** start of SOURCE DATA **

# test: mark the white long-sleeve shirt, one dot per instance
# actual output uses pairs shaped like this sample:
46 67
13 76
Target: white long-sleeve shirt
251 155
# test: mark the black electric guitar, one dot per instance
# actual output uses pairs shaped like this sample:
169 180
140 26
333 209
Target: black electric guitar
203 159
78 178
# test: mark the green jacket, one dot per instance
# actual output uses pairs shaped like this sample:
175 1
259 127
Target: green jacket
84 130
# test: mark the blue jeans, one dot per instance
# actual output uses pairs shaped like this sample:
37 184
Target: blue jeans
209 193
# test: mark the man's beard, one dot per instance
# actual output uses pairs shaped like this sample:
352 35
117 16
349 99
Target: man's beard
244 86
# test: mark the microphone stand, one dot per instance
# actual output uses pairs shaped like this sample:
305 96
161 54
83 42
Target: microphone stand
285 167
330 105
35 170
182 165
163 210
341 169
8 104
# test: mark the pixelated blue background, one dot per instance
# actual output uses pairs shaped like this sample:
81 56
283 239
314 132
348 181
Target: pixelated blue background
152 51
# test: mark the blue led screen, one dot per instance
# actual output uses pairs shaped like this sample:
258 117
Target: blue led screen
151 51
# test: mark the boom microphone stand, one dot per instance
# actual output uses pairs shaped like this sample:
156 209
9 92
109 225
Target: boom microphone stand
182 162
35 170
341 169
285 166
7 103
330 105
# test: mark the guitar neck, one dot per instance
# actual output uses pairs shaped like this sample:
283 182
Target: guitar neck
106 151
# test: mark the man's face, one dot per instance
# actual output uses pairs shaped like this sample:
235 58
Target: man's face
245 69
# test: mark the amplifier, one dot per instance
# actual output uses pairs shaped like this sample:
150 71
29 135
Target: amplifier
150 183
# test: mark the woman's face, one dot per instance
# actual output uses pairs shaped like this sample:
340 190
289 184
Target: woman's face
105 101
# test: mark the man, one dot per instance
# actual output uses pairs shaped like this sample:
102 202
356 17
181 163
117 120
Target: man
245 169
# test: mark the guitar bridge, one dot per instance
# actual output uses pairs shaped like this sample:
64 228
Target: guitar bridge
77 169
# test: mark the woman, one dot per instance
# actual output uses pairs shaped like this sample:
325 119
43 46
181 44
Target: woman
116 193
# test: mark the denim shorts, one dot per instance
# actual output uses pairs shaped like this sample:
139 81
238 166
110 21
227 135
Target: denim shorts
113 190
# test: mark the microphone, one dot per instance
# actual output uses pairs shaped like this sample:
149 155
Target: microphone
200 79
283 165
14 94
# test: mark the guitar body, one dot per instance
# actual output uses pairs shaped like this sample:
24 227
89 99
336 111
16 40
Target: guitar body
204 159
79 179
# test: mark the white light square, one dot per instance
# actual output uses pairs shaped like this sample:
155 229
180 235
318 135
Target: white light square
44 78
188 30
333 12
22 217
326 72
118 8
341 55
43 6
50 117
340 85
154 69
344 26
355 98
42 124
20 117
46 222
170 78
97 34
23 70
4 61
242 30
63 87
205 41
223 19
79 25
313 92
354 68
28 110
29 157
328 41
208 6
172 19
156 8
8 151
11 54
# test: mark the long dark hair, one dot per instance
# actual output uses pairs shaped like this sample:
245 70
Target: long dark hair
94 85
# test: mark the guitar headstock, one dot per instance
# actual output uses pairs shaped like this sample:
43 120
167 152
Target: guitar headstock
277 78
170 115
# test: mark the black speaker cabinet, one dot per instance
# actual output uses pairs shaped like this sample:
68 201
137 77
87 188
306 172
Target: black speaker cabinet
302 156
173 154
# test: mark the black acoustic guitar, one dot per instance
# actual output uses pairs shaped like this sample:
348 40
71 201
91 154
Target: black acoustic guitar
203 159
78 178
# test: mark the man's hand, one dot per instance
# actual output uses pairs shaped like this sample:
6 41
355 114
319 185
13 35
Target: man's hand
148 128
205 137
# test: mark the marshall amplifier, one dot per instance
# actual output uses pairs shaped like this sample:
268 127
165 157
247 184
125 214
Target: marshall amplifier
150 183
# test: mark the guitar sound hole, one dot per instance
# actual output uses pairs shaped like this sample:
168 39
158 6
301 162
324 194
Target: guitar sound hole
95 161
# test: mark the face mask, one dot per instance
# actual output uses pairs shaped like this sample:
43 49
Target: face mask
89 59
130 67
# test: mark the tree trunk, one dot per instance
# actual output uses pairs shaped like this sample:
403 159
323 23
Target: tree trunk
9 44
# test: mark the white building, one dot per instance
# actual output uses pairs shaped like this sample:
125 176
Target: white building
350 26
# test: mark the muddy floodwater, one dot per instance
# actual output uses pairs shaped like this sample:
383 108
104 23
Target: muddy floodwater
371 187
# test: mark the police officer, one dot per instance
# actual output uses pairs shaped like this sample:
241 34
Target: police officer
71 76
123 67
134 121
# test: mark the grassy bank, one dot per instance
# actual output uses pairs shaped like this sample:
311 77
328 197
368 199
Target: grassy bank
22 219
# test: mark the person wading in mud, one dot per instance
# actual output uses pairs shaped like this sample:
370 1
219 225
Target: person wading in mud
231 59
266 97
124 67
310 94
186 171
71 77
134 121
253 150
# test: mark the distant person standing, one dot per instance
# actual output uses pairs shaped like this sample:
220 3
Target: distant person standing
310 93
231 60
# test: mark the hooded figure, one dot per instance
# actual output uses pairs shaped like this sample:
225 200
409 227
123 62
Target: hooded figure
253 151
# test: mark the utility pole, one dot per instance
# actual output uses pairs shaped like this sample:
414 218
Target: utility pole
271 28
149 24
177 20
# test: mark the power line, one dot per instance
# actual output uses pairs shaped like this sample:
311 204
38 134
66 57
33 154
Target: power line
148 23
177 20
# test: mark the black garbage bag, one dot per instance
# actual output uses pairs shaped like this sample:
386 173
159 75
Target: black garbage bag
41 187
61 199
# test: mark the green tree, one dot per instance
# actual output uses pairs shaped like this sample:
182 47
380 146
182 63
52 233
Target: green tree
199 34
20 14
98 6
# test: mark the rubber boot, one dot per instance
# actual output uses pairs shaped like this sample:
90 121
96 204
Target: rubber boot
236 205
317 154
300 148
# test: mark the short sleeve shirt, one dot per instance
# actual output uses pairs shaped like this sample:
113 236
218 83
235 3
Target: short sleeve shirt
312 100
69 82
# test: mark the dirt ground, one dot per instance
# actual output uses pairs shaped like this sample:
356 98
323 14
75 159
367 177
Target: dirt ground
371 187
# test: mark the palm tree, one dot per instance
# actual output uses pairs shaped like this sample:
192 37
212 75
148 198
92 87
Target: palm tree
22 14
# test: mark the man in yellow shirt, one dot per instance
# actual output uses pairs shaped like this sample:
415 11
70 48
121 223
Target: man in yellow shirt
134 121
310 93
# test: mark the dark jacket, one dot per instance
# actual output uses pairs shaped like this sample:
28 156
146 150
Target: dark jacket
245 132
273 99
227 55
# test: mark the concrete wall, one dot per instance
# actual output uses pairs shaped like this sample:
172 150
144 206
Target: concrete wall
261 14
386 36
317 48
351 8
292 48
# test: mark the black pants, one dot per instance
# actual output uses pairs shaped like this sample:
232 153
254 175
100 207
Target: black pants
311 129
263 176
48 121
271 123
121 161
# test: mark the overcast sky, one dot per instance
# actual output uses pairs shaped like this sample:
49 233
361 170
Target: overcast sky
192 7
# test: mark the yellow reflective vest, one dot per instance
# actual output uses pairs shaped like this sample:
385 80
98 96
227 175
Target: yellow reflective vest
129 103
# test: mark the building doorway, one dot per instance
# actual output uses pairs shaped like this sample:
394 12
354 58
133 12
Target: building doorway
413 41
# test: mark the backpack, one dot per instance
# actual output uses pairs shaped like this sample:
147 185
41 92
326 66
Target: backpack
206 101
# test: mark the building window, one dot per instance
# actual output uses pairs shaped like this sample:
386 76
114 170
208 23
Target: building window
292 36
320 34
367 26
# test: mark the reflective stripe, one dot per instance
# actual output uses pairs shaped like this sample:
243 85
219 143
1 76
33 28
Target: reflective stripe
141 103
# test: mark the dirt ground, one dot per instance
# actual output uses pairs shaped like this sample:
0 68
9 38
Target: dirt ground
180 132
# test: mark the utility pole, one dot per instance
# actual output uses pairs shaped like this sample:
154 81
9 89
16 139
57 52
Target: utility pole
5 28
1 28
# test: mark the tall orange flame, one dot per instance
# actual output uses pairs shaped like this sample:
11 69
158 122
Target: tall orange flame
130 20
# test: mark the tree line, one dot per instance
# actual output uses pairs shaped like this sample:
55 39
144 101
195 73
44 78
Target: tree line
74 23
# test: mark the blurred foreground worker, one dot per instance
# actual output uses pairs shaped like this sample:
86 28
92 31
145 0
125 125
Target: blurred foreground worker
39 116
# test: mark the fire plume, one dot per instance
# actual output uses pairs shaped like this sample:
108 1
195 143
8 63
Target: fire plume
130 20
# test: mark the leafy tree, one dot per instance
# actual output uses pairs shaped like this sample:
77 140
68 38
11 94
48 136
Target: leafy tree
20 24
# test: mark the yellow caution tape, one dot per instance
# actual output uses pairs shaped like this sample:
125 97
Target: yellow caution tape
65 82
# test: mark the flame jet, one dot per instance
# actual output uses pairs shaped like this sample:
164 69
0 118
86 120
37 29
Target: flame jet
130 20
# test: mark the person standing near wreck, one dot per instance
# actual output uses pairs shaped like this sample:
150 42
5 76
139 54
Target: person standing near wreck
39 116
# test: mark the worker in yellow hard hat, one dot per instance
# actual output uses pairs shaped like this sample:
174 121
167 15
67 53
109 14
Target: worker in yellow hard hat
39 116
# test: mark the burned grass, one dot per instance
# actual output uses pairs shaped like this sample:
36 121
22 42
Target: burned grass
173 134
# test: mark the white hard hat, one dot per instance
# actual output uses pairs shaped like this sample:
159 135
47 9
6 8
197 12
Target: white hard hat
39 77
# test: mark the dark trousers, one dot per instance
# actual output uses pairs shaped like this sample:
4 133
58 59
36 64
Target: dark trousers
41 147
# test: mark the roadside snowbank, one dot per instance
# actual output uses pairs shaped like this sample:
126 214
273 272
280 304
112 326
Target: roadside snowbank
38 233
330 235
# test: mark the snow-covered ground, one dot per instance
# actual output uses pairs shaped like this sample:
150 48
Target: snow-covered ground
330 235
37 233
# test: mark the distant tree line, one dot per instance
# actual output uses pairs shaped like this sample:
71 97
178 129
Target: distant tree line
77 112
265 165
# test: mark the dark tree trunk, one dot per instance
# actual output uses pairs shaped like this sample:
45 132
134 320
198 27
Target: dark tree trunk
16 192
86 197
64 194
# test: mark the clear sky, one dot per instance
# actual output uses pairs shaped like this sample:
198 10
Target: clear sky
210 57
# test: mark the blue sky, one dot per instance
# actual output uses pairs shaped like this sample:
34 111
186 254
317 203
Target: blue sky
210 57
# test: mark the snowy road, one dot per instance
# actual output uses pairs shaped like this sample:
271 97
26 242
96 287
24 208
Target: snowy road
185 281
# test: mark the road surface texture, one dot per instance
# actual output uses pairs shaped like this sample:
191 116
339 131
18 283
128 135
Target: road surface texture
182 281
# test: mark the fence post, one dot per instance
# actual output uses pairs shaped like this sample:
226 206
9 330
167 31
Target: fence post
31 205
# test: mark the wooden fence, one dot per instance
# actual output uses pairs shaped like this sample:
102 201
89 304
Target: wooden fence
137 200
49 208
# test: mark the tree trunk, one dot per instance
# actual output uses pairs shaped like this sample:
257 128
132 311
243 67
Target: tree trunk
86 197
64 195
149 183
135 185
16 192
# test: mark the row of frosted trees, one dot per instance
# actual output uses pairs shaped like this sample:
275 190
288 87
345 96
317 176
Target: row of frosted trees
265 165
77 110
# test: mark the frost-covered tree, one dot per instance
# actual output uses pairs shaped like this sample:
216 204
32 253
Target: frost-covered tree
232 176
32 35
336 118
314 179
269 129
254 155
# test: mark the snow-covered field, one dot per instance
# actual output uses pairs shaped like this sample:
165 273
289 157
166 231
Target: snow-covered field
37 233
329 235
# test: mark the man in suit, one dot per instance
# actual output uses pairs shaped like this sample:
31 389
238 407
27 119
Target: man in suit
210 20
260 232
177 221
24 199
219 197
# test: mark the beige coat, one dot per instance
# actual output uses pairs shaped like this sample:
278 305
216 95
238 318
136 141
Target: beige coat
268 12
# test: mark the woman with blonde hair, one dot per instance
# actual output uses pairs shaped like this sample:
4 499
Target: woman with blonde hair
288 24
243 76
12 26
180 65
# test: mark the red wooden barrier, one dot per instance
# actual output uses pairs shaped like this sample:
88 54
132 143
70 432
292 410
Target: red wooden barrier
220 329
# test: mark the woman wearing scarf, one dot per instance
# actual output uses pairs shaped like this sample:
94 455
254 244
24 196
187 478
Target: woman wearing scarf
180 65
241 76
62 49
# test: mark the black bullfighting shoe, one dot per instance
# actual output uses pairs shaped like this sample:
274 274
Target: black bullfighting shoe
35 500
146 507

** end of SOURCE DATA **

## TASK REQUIREMENTS
Give the lines exactly as they stand, from the line with "# test: mark the beige" through the end of the material.

## FULL RESPONSE
# test: mark the beige coat, one dot per instance
# actual output uses pairs shaped like this sample:
278 305
216 95
238 318
136 141
Target: beige coat
268 12
# test: mark the woman with blonde hair, one dot per instance
# actual output uses pairs shaped like this sample:
4 499
Target: woman with blonde hair
288 24
243 76
12 26
180 65
# test: mark the red wooden barrier, one dot per instance
# actual output uses pairs shaped like this sample:
88 54
132 143
70 432
292 410
Target: red wooden barrier
220 329
# test: mark the woman wearing scarf, one dot per instance
# actual output uses pairs shaped like this sample:
94 455
254 244
24 196
187 478
Target: woman wearing scarf
180 65
241 76
62 49
# test: mark the black bullfighting shoe, one dot per instance
# actual output uses pairs shaped like this sample:
274 274
Target: black bullfighting shoe
35 500
146 507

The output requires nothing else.